» **YOUR GOAL**: Could you give the records below again exactly as they stand?

» **DATA SHOWN**:

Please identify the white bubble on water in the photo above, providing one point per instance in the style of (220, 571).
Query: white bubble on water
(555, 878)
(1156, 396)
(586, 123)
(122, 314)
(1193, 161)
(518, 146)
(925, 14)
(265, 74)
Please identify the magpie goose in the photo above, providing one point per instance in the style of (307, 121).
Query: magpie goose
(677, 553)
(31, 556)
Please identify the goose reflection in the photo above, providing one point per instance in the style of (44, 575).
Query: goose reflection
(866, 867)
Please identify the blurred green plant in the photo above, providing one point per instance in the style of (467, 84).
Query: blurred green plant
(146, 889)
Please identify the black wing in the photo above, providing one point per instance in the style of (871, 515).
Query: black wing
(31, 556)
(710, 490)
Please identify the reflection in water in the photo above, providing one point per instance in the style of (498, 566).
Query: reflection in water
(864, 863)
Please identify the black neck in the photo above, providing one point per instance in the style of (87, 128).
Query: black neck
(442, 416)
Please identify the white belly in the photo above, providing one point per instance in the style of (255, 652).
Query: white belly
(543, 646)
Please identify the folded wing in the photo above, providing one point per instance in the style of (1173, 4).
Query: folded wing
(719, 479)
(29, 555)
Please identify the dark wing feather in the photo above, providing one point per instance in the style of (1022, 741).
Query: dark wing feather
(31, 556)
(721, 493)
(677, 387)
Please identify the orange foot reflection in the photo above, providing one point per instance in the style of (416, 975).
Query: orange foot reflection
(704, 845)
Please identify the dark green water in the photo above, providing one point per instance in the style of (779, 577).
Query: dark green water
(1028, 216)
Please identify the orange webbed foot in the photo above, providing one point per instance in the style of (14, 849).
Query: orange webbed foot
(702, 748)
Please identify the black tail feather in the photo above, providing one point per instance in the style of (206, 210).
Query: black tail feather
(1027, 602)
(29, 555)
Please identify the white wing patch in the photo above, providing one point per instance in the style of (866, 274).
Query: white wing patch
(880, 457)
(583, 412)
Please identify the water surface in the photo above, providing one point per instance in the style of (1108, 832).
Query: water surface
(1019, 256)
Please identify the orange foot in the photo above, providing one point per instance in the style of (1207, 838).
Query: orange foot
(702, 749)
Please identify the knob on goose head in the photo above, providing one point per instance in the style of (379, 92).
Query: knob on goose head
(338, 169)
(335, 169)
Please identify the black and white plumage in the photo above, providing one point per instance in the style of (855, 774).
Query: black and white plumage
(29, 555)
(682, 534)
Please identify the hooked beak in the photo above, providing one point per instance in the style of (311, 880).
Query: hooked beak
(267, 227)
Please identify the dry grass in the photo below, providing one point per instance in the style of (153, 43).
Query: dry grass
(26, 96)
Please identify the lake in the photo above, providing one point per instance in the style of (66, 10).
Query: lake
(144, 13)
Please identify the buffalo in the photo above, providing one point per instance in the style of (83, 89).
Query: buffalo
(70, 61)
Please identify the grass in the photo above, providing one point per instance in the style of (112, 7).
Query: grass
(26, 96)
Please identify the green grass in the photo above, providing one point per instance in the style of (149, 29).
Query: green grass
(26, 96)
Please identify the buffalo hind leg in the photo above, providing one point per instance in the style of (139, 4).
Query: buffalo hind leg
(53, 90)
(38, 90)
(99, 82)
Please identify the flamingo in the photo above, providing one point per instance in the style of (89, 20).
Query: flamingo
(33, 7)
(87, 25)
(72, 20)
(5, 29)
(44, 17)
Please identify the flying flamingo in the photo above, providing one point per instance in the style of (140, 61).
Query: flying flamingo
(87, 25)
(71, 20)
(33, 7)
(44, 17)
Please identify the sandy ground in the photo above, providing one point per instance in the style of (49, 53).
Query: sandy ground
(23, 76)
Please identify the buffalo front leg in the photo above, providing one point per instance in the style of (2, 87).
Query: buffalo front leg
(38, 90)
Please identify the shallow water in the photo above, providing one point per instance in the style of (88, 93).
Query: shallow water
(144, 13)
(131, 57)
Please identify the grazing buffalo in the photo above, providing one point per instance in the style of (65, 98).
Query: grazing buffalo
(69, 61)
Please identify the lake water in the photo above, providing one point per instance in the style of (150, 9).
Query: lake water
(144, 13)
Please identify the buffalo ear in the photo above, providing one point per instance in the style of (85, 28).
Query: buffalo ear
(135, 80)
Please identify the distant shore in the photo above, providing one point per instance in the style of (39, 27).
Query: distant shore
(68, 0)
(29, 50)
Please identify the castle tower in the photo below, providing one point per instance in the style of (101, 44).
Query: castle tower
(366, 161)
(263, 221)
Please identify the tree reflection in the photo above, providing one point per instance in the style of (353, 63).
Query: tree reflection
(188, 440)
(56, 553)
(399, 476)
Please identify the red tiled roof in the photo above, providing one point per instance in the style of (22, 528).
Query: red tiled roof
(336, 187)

» **RESULT FOR THIS TASK**:
Please identify the white bubble on water in the photo above, providing one point per instance in the style of (220, 571).
Query: white bubble on water
(555, 878)
(1156, 396)
(586, 123)
(122, 314)
(1193, 161)
(518, 146)
(925, 14)
(265, 74)
Please identify the magpie goose in the photo above, providing one point per instance in the style of (307, 121).
Query: magpie goose
(677, 553)
(31, 556)
Please identify the goose reflection in the photo above, providing one point per instance in the style of (44, 575).
Query: goose reflection
(866, 867)
Please identify the blurred green plant in the photo above, providing one point per instance in the style of (467, 84).
Query: blurred green plant
(146, 889)
Please identify the black wing in the photo above, providing one point per instance in the style of (871, 515).
Query: black wing
(31, 556)
(710, 490)
Please identify the reflection in water in the photo above, providing one point per instance in the style of (498, 566).
Query: reflection in water
(864, 863)
Please identify the black neck in the photo above, providing one point per instance in the style of (87, 128).
Query: black neck
(442, 416)
Please identify the white belly in the photo above, providing one point per instance in the style of (255, 652).
Query: white belly
(543, 646)
Please identify the folded wing in the photo above, providing one point per instance in the style of (1173, 4).
Query: folded wing
(719, 479)
(29, 555)
Please identify the dark wing feather in the photo above, providing one point per instance in the style of (1022, 741).
Query: dark wing feather
(31, 556)
(721, 493)
(677, 387)
Please identify the orange foot reflection in the photo above, providing one point per instance in the style of (416, 975).
Query: orange foot reflection
(704, 845)
Please identify the dark green water in the photo above, providing one point per instance in the style of (779, 577).
Query: dark green water
(1028, 216)
Please identify the orange webbed foot in the photo above, providing one point per instance in the style of (14, 849).
Query: orange webbed foot
(702, 748)
Please identify the black tail feather in the photo above, providing one point per instance in the style of (206, 210).
Query: black tail feather
(1027, 602)
(29, 555)
Please identify the white wing patch in the photo above, providing one point per instance in the style of (866, 274).
Query: white wing patch
(880, 457)
(583, 412)
Please identify the water surface in the photo above, providing one point per instance in the style of (1108, 832).
Query: water surface
(1019, 256)
Please identify the orange foot in the photo above, providing one point per instance in the style of (1207, 838).
Query: orange foot
(702, 749)
Please identify the knob on goose head in the photo above, providing one point per instance in the style of (379, 92).
Query: knob on goose head
(338, 169)
(335, 169)
Please identify the black and white plumage in the photo above, providing one point per instance in the style of (855, 774).
Query: black and white plumage
(29, 555)
(682, 534)
Please identify the hooked beak in the photo above, providing one point per instance in the style of (311, 880).
Query: hooked beak
(267, 227)
Please identify the dry grass in the photo below, providing one point per instance in the style of (153, 43).
Query: dry grass
(26, 96)
Please identify the lake in the photo above, providing one point per instance in the style of (66, 10).
Query: lake
(144, 13)
Please identify the buffalo in the photo above, providing one point per instance in the style of (83, 89).
Query: buffalo
(70, 61)
Please identify the grass in the photo above, providing one point per instance in the style of (112, 7).
Query: grass
(26, 96)
Please identify the green grass in the photo above, providing one point per instance in the style of (149, 29).
Query: green grass
(26, 96)
Please identify the buffalo hind leg in the photo above, providing one point per instance in the style of (139, 4).
Query: buffalo hind leg
(53, 90)
(38, 90)
(99, 82)
Please identify the flamingo in the photo above, providing one point per instance in the style of (89, 20).
Query: flamingo
(33, 7)
(87, 25)
(72, 20)
(5, 29)
(44, 17)
Please identify the flying flamingo in the photo above, providing one point per instance in the style of (140, 61).
Query: flying flamingo
(87, 25)
(71, 20)
(33, 7)
(44, 17)
Please identify the sandy ground in the photo above, providing one point per instance in the style of (49, 53).
Query: sandy ground
(23, 76)
Please identify the buffalo front leg in the photo above, providing one point per instance in the style of (2, 87).
Query: buffalo front leg
(38, 90)
Please identify the shallow water in the photo above, providing one point per instance in the style of (88, 93).
Query: shallow water
(144, 13)
(131, 57)
Please identify the grazing buffalo in the photo above, providing one point per instance in the style of (65, 98).
Query: grazing buffalo
(69, 61)
Please identify the lake water in the photo above, providing one point per instance in the style of (150, 9).
Query: lake water
(144, 13)
Please identify the buffalo ear in the photo above, providing one point per instance in the style of (85, 28).
Query: buffalo ear
(135, 80)
Please identify the distant shore in the photo above, providing one point per instance in the style of (39, 27).
Query: distant shore
(68, 0)
(29, 50)
Please identify the castle tower in the photo below, providing one point per instance in the style of (101, 44).
Query: castle tower
(366, 161)
(263, 221)
Please identify the tree reflection in the photo above, providing one point per instance in the style of (353, 63).
Query: tree reflection
(188, 440)
(56, 553)
(399, 476)
Please identify the red tiled roof in the photo above, providing one point per instance in the style of (22, 528).
Query: red tiled roof
(336, 187)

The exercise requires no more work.